• INSTRUCTIONS FOR THE TASK:
Without any of the pictures, print every record below exactly.

• SOURCE INFORMATION:
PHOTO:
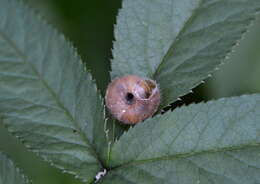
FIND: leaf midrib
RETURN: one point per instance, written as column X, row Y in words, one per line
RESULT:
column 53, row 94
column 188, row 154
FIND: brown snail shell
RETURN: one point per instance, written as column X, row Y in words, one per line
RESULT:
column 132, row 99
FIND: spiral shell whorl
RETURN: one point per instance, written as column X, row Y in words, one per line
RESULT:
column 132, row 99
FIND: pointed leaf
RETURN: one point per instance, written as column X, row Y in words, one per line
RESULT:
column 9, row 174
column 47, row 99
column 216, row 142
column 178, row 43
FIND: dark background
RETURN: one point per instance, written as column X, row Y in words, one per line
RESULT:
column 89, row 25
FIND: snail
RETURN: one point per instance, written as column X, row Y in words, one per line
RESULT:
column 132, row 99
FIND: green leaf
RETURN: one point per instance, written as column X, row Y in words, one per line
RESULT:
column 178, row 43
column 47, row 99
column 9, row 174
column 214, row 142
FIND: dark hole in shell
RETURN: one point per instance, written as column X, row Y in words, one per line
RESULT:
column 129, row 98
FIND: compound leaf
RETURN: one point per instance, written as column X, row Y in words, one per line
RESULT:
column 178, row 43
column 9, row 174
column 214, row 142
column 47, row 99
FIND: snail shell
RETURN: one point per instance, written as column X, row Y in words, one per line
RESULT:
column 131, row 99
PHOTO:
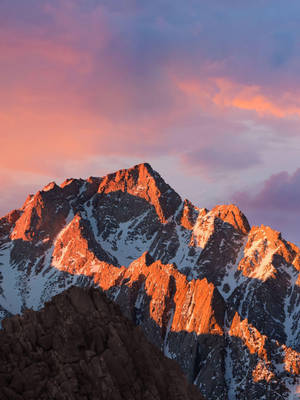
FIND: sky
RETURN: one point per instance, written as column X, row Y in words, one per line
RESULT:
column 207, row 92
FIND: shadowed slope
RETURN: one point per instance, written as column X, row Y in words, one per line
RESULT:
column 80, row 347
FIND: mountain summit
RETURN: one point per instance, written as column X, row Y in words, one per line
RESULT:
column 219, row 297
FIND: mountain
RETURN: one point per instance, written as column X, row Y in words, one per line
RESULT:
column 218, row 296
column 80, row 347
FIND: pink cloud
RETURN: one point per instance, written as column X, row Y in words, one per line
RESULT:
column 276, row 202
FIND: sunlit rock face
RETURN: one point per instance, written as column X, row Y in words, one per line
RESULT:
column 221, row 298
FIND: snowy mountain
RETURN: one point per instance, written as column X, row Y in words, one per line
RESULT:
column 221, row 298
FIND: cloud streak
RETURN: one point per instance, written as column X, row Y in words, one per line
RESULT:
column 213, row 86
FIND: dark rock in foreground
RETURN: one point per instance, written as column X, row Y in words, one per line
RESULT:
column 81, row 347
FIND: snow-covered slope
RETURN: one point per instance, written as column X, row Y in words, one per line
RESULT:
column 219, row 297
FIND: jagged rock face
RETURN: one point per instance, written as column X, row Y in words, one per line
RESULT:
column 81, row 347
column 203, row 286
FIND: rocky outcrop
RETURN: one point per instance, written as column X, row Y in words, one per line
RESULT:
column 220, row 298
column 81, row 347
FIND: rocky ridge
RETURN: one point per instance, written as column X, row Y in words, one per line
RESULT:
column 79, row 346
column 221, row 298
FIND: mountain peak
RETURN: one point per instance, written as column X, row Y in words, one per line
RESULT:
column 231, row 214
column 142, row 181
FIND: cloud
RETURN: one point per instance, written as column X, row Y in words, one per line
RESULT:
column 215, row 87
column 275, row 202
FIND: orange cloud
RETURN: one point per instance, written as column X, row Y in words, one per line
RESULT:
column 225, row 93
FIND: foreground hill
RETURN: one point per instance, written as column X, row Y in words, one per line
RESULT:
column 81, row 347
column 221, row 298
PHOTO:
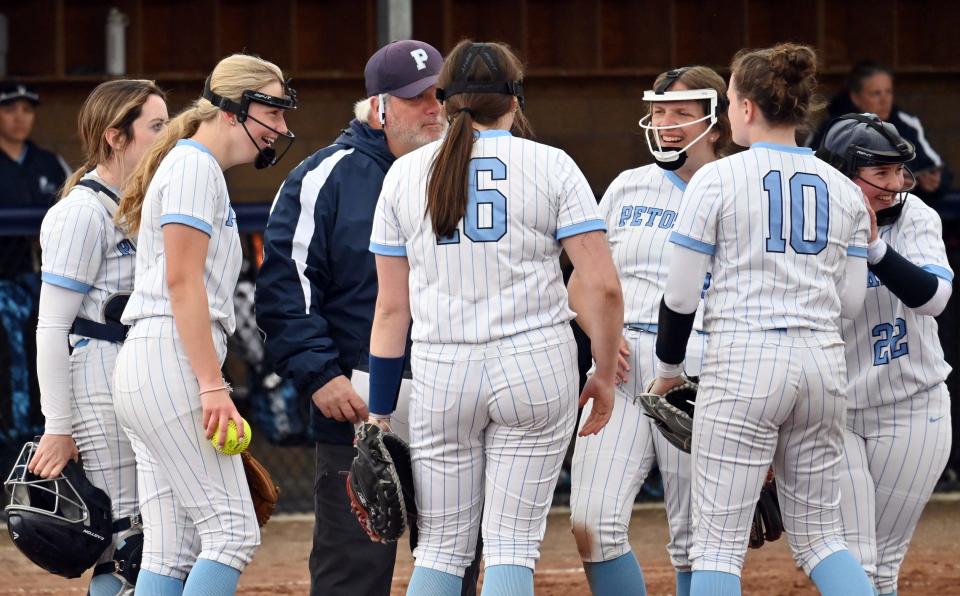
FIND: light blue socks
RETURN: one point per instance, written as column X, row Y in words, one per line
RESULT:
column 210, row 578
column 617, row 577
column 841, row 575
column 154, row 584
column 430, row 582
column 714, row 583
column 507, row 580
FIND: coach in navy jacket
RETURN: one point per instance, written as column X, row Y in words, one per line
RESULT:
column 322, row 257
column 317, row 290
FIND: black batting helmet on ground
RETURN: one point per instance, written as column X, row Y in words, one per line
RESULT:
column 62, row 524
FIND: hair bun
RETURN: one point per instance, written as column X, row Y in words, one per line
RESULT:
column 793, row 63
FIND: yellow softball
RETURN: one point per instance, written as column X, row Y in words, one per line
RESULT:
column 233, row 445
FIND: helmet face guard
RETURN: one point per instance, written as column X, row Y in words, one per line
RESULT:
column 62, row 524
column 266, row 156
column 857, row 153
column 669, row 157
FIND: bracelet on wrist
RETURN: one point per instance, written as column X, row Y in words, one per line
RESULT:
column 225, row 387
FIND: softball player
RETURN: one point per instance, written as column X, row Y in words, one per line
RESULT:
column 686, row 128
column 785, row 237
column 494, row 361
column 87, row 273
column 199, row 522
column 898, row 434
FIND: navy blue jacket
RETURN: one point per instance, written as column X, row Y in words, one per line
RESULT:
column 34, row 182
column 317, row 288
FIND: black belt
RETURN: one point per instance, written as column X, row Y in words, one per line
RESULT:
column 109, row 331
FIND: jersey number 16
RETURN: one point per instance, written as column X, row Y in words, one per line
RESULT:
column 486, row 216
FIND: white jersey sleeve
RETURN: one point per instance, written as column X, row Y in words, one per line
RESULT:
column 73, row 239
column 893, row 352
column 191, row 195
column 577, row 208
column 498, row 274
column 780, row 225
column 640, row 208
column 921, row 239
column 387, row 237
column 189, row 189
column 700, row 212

• PROBLEM SOLUTION:
PHOTO:
FIND: leaf midrib
RETURN: one point per instance, written as column X, row Y in words, one per line
RESULT:
column 53, row 94
column 188, row 154
FIND: brown snail shell
RETURN: one point per instance, written as column X, row Y in words, one per line
RESULT:
column 132, row 99
FIND: spiral shell whorl
RETURN: one point per instance, written as column X, row Y in words, one per line
RESULT:
column 132, row 99
FIND: pointed leaf
RETURN: one point per instance, written as column X, row Y in words, one per line
RESULT:
column 9, row 174
column 47, row 99
column 216, row 142
column 178, row 43
FIND: dark background
RETURN: one point per instance, written as column X, row Y in words, one per line
RESULT:
column 89, row 25
FIND: snail
RETURN: one point per instance, written as column X, row Y in words, one per line
RESULT:
column 132, row 99
FIND: green leaf
RETURN: one point per instance, written as column X, row Y in words, one per line
RESULT:
column 178, row 43
column 47, row 99
column 9, row 174
column 214, row 142
FIND: dark hole in shell
RETURN: one point per instance, written as column X, row Y in words, one per line
RESULT:
column 129, row 98
FIND: compound leaf
RETURN: one point per instance, written as column X, row Y in words, one per line
RESULT:
column 178, row 43
column 9, row 174
column 214, row 142
column 47, row 99
FIND: snail shell
RETURN: one point per instance, written as column X, row Y in words, one per line
RESULT:
column 131, row 99
PHOTO:
FIND: sky
RETURN: one point per instance, written as column X, row Y in words, one per line
RESULT:
column 207, row 92
FIND: shadowed slope
RETURN: one point per instance, written as column X, row Y in words, one per line
RESULT:
column 80, row 347
FIND: mountain summit
RETURN: one point per instance, written as column X, row Y in words, one per line
RESULT:
column 219, row 297
FIND: mountain
RETURN: one point per instance, written as column X, row Y in words, one per line
RESULT:
column 218, row 296
column 80, row 347
FIND: pink cloud
RETURN: one point per instance, written as column X, row Y in words, one per line
RESULT:
column 276, row 202
FIND: sunlit rock face
RETURN: one point per instance, written as column X, row Y in words, one per line
RESULT:
column 221, row 298
FIND: snowy mountain
RETURN: one point per instance, written as column X, row Y in words, one per line
RESULT:
column 221, row 298
FIND: cloud streak
RETURN: one point per instance, written as column X, row Y in words, one per line
RESULT:
column 213, row 86
FIND: dark rock in foreground
RETURN: one point per instance, written as column X, row Y in words, one per line
RESULT:
column 81, row 347
FIND: snow-covered slope
RETURN: one point per instance, written as column X, row Y in words, one per line
RESULT:
column 219, row 297
FIND: jagged rock face
RETURN: one point per instance, written as column X, row Y in words, one per line
RESULT:
column 81, row 347
column 203, row 286
FIND: rocky outcrop
RETURN: one point per instance, written as column X, row Y in words, one per line
RESULT:
column 220, row 298
column 81, row 347
FIND: rocky ridge
RETURN: one point per instance, written as column X, row Y in words, one per line
RESULT:
column 79, row 346
column 221, row 298
FIND: mountain peak
RETURN: one point per instance, written as column X, row Y in words, one per line
RESULT:
column 231, row 214
column 142, row 181
FIND: cloud
RETURN: one point per instance, written as column X, row Y in words, one per line
RESULT:
column 215, row 87
column 275, row 202
FIND: orange cloud
RETURN: one point per instance, written as column X, row Y in words, one per line
RESULT:
column 225, row 93
FIND: foreground hill
RETURN: one point per instance, written as column X, row Y in words, one per line
RESULT:
column 81, row 347
column 221, row 298
PHOTO:
FIND: light blue socks
RETURN: one point per instance, written as column X, row Y in words, one per line
RESULT:
column 210, row 578
column 617, row 577
column 841, row 575
column 154, row 584
column 430, row 582
column 714, row 583
column 507, row 580
FIND: coach in navy jacket
RETURN: one point per instance, written as column X, row Y in words, one per line
RESULT:
column 322, row 257
column 317, row 290
FIND: black batting helmet on ground
RETURN: one point per instance, written as column X, row Y in words, one per line
RESULT:
column 62, row 524
FIND: hair bun
RETURN: one point per instance, written as column X, row Y in words, one per line
RESULT:
column 793, row 63
FIND: yellow softball
RETURN: one point per instance, written as column X, row Y in words, one per line
RESULT:
column 233, row 445
FIND: helmet face guard
RETURN: one point per instance, written as column X, row Y in words, one per line
RESULT:
column 62, row 524
column 266, row 156
column 857, row 153
column 669, row 157
FIND: bracelet on wrist
RETURN: one point per instance, written as column X, row Y in words, one per line
RESULT:
column 225, row 387
FIND: softball player
RETURN: one point per instance, written as column X, row Y in words, one per line
RESULT:
column 686, row 128
column 785, row 237
column 494, row 361
column 87, row 273
column 199, row 522
column 898, row 434
FIND: navy blue jacket
RETURN: one point per instance, written as column X, row Y in words, one per line
RESULT:
column 34, row 182
column 317, row 288
FIND: black belt
RETURN: one point per instance, written as column X, row Y in words, one per line
RESULT:
column 109, row 331
FIND: jersey number 16
RETURN: one point per instance, written as column X, row Y in words, one per line
RESULT:
column 486, row 216
FIND: white jersey sleeve
RETURN: one point per instance, written as column X, row Y in words, one per line
RESULT:
column 73, row 239
column 893, row 352
column 191, row 195
column 577, row 208
column 498, row 274
column 780, row 225
column 640, row 208
column 921, row 239
column 387, row 237
column 189, row 189
column 700, row 212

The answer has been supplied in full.